YOUR TASK: Restate exactly, and only, the lines from the one with "Identify the statue" through the end of the data, with both of those end lines kept. Drop any pictures.

INFORMATION GIVEN:
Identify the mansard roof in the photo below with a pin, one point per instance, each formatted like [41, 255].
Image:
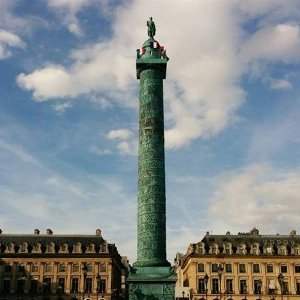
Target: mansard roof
[264, 244]
[11, 244]
[249, 238]
[46, 239]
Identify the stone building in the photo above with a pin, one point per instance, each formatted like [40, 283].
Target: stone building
[243, 266]
[48, 266]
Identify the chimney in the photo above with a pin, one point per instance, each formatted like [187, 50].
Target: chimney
[49, 231]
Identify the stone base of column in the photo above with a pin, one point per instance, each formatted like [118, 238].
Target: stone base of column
[151, 283]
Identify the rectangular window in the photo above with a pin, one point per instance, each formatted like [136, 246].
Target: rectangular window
[21, 268]
[285, 288]
[74, 285]
[214, 268]
[200, 268]
[102, 267]
[6, 286]
[283, 268]
[75, 268]
[7, 269]
[242, 268]
[255, 268]
[33, 286]
[228, 268]
[271, 286]
[48, 268]
[61, 268]
[298, 288]
[34, 268]
[215, 286]
[101, 286]
[257, 286]
[297, 269]
[229, 286]
[61, 285]
[20, 286]
[89, 267]
[46, 285]
[88, 285]
[243, 286]
[201, 286]
[269, 268]
[103, 248]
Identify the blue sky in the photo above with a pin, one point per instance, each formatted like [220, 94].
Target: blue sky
[69, 108]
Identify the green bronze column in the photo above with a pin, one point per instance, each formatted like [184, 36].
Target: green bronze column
[152, 276]
[151, 70]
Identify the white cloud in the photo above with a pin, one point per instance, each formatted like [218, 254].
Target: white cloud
[119, 134]
[18, 152]
[62, 107]
[280, 84]
[275, 43]
[9, 40]
[203, 89]
[68, 10]
[126, 141]
[257, 196]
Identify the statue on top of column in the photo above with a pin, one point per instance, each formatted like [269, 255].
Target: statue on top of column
[151, 28]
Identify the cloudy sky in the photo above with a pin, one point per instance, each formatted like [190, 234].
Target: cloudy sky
[69, 105]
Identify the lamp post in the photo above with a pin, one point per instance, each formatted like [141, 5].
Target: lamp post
[98, 285]
[246, 291]
[259, 285]
[281, 283]
[206, 277]
[84, 270]
[220, 272]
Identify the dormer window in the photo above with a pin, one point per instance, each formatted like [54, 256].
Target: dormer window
[200, 248]
[227, 249]
[37, 248]
[63, 248]
[90, 248]
[214, 249]
[103, 248]
[77, 248]
[255, 249]
[282, 250]
[10, 248]
[242, 249]
[23, 248]
[50, 248]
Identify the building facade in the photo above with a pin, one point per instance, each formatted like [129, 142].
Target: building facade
[243, 266]
[48, 266]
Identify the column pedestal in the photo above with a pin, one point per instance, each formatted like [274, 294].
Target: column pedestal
[151, 283]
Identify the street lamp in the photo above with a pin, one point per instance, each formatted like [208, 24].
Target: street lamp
[281, 283]
[98, 285]
[220, 272]
[259, 285]
[84, 270]
[206, 277]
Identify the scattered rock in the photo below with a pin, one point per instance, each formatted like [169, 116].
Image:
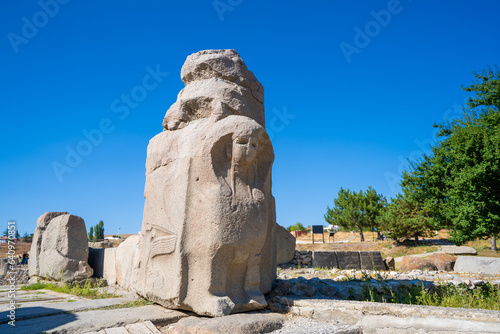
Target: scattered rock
[390, 263]
[457, 250]
[473, 264]
[412, 263]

COMPLETE RESPONSE:
Identify the statue on top of column in the photo above with a pin, one point per instance, each formatted like [269, 255].
Target: statue on top of column
[151, 28]
Identify the cloudy sky in the photo above with a pin, one point per instance, each formatted like [190, 234].
Target: cloudy sky
[69, 105]
Identify the lamp post in the photo above with a pin, one point per instance, each formatted like [141, 5].
Target: lamp post
[98, 285]
[246, 291]
[259, 285]
[281, 283]
[206, 277]
[84, 270]
[220, 272]
Identify the dormer window in the photo above with a pin, one point per instance, each formatted like [54, 256].
Target: dormer window
[200, 248]
[227, 249]
[37, 248]
[63, 248]
[90, 248]
[214, 249]
[103, 248]
[77, 248]
[255, 249]
[282, 250]
[10, 248]
[242, 249]
[23, 248]
[50, 248]
Identify the building facade in the photo above with a pin, one point per instance, each formatted like [129, 142].
Target: building facade
[243, 266]
[48, 266]
Identify the column pedestal in the photo above with a pin, one point per instance, each formatted like [274, 294].
Target: column pedestal
[151, 283]
Identify the street lamp in the photo above with a pin, one point per instance, each formatted like [208, 24].
Target: street lamp
[281, 283]
[98, 285]
[220, 272]
[259, 285]
[84, 270]
[206, 277]
Identify the scattered rock in the photo below with a pin, one point per instance, each formatted like [169, 116].
Image:
Target: scattered rock
[390, 263]
[457, 250]
[473, 264]
[412, 263]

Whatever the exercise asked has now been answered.